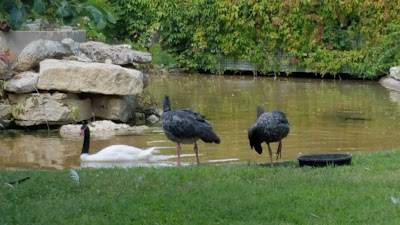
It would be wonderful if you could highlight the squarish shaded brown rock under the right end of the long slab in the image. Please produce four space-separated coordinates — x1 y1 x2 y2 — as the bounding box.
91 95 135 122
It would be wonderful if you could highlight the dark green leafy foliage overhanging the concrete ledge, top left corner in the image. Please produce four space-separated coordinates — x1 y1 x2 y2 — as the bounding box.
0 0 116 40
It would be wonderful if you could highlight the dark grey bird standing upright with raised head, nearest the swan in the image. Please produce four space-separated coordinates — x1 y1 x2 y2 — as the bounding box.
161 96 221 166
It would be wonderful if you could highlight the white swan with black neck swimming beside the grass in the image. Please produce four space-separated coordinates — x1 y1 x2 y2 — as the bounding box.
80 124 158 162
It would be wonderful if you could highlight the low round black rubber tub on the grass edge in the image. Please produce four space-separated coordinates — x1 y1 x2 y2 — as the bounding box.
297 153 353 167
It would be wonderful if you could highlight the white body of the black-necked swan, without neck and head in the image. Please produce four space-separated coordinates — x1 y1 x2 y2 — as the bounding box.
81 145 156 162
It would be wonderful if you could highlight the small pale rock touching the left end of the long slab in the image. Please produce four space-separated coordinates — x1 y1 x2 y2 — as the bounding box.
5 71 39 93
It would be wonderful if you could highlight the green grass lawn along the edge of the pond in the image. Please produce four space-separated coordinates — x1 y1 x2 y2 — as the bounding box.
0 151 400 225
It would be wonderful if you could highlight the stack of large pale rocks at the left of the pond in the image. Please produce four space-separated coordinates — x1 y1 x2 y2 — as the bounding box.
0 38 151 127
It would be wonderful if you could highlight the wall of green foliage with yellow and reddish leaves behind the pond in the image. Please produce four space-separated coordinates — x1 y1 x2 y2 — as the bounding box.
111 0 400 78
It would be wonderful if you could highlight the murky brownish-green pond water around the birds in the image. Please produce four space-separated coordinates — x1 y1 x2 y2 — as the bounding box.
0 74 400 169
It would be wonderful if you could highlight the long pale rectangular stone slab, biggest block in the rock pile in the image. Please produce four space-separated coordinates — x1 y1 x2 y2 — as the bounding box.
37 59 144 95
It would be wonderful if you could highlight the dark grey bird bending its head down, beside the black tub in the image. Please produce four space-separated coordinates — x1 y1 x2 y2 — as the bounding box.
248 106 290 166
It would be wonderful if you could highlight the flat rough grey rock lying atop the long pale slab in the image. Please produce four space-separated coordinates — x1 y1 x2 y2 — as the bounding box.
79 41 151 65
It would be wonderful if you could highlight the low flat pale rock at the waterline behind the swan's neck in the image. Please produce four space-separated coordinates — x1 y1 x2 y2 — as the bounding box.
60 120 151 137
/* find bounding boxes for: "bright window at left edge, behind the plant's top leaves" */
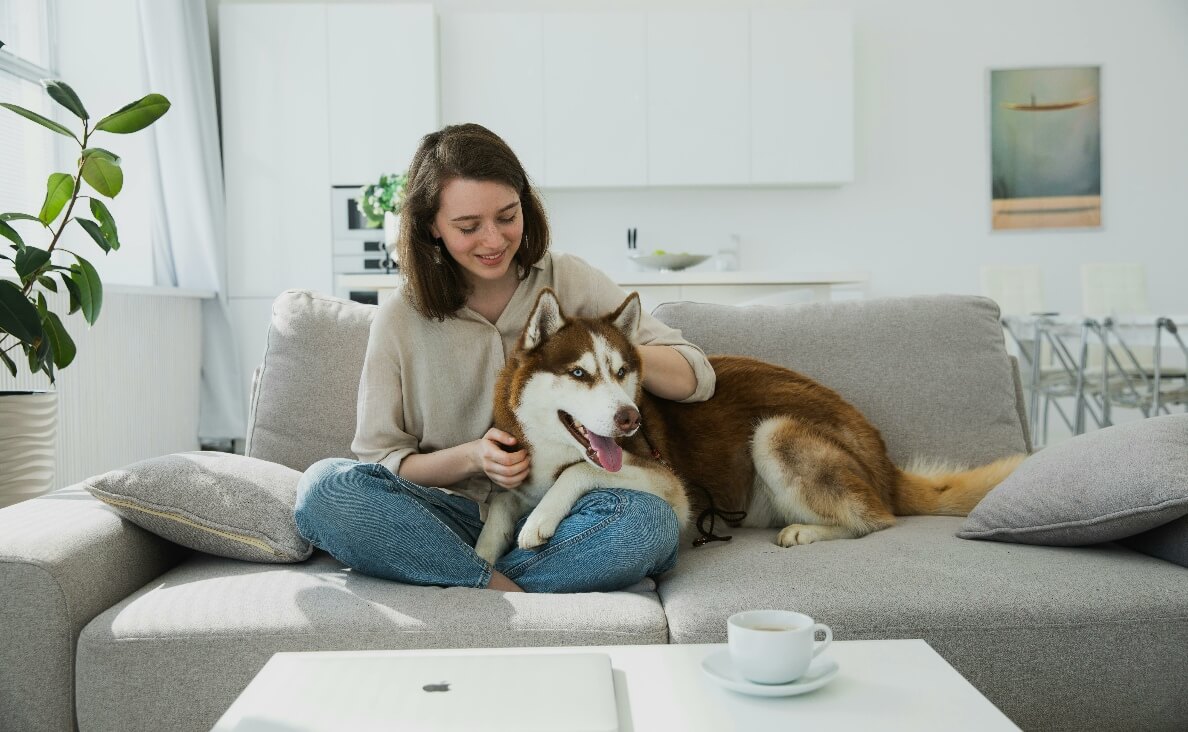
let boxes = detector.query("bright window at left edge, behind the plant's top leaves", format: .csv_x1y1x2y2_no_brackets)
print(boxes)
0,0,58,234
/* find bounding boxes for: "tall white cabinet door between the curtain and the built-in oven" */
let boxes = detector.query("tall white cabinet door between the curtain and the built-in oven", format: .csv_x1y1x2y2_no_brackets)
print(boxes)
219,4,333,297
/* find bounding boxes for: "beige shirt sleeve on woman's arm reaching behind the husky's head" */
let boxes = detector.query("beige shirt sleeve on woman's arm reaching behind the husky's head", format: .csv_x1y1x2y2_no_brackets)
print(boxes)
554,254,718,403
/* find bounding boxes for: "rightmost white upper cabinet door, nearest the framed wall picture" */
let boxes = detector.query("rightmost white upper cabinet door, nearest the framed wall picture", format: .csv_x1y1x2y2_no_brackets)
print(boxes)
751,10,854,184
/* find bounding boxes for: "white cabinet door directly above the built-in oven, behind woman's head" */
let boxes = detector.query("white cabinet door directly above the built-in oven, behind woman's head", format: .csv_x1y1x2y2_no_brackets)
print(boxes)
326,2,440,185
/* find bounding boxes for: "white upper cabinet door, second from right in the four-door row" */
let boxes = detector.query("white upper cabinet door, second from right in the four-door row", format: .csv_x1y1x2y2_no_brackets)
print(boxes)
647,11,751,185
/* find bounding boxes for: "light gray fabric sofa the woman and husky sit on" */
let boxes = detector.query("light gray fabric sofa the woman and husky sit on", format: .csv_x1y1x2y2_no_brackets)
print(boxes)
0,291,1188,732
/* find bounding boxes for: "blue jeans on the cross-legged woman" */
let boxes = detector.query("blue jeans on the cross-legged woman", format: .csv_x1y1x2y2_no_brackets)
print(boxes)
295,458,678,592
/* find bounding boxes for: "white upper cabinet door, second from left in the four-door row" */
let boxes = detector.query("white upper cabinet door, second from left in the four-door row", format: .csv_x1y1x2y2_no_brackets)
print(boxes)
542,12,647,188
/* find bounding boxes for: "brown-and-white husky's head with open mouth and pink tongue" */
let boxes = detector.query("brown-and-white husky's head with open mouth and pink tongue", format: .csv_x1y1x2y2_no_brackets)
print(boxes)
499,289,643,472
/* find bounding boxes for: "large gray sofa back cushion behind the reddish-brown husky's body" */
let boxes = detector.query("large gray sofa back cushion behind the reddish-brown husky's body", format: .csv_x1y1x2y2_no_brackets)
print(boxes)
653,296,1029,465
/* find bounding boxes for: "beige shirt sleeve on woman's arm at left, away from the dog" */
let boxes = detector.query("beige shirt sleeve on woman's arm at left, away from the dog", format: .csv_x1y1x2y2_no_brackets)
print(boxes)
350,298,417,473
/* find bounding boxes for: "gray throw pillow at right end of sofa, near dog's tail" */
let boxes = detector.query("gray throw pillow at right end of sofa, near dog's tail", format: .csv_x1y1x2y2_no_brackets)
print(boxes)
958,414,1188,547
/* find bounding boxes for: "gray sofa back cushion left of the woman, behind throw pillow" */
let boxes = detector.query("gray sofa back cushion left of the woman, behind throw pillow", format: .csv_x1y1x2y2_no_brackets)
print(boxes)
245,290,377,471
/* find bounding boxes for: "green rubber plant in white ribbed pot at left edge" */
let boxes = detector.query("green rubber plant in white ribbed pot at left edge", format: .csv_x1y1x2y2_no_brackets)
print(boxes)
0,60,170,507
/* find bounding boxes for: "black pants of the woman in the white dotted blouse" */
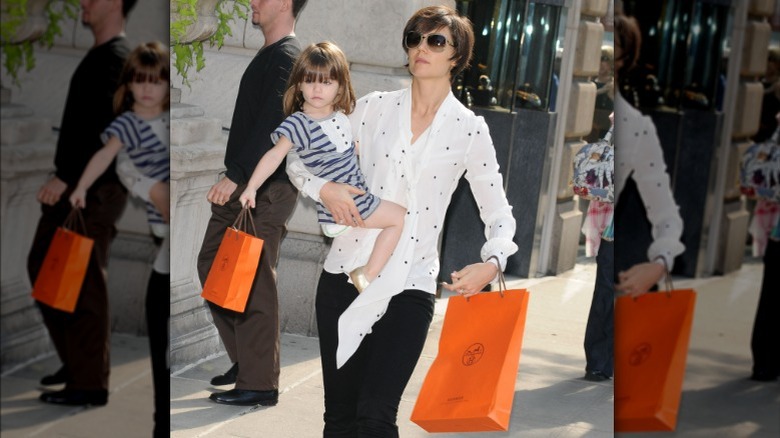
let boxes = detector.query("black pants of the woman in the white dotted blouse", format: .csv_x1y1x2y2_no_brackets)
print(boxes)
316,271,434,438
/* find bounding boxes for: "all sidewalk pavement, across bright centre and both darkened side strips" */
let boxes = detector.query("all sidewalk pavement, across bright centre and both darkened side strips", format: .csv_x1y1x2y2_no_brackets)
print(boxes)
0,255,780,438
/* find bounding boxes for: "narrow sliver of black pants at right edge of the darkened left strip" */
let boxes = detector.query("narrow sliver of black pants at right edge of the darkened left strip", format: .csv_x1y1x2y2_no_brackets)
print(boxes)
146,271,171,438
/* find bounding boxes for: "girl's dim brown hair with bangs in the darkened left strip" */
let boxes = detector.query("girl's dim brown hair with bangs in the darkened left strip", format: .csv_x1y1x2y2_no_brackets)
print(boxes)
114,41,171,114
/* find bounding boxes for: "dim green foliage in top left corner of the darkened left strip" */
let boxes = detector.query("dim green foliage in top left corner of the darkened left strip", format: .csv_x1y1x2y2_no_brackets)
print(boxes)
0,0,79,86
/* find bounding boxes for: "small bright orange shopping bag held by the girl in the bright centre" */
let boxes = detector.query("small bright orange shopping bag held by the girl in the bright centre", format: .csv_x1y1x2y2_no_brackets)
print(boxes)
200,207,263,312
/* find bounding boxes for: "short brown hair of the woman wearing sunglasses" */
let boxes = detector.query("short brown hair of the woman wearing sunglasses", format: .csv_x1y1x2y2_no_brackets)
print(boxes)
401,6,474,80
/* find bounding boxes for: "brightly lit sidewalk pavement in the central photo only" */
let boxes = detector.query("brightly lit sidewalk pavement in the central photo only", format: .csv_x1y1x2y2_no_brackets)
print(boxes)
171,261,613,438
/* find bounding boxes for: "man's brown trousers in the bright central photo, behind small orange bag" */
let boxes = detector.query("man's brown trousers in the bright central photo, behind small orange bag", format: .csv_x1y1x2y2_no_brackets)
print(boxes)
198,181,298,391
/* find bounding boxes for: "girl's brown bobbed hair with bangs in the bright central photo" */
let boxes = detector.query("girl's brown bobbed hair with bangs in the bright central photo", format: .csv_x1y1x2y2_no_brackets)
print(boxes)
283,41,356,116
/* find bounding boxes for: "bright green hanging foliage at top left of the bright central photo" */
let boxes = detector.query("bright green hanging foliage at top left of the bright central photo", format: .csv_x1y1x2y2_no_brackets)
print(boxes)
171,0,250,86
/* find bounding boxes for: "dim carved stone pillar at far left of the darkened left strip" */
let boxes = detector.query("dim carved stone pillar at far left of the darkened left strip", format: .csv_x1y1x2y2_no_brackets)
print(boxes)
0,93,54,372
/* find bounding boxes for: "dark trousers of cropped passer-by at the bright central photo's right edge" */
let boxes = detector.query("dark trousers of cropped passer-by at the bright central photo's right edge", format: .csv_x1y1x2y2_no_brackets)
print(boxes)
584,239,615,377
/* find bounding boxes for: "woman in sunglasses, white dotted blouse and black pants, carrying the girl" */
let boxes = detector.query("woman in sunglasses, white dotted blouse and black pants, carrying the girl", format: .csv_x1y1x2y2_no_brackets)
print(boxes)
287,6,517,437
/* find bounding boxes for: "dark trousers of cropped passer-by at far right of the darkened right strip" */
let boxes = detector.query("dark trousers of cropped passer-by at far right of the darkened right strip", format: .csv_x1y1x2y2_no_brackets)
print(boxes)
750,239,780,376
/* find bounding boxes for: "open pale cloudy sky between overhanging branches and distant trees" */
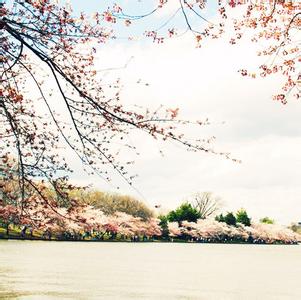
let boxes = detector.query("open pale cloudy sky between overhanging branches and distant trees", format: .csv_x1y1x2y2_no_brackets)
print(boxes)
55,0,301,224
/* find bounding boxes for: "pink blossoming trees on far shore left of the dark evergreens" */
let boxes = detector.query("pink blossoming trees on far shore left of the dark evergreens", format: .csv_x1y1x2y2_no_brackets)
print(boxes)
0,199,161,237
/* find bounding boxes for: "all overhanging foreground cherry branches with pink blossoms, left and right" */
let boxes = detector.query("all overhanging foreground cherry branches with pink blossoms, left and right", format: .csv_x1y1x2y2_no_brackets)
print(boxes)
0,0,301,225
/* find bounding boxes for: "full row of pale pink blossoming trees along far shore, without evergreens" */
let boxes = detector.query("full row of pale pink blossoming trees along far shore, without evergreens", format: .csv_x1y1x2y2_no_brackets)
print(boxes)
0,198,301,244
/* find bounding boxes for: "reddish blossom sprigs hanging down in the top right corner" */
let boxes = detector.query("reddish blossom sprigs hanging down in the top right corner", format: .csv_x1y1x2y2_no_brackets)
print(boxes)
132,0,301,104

§ §

> [Directions] Count the lines above that contain the word "sunglasses". Write only the number.

> [Task result] 4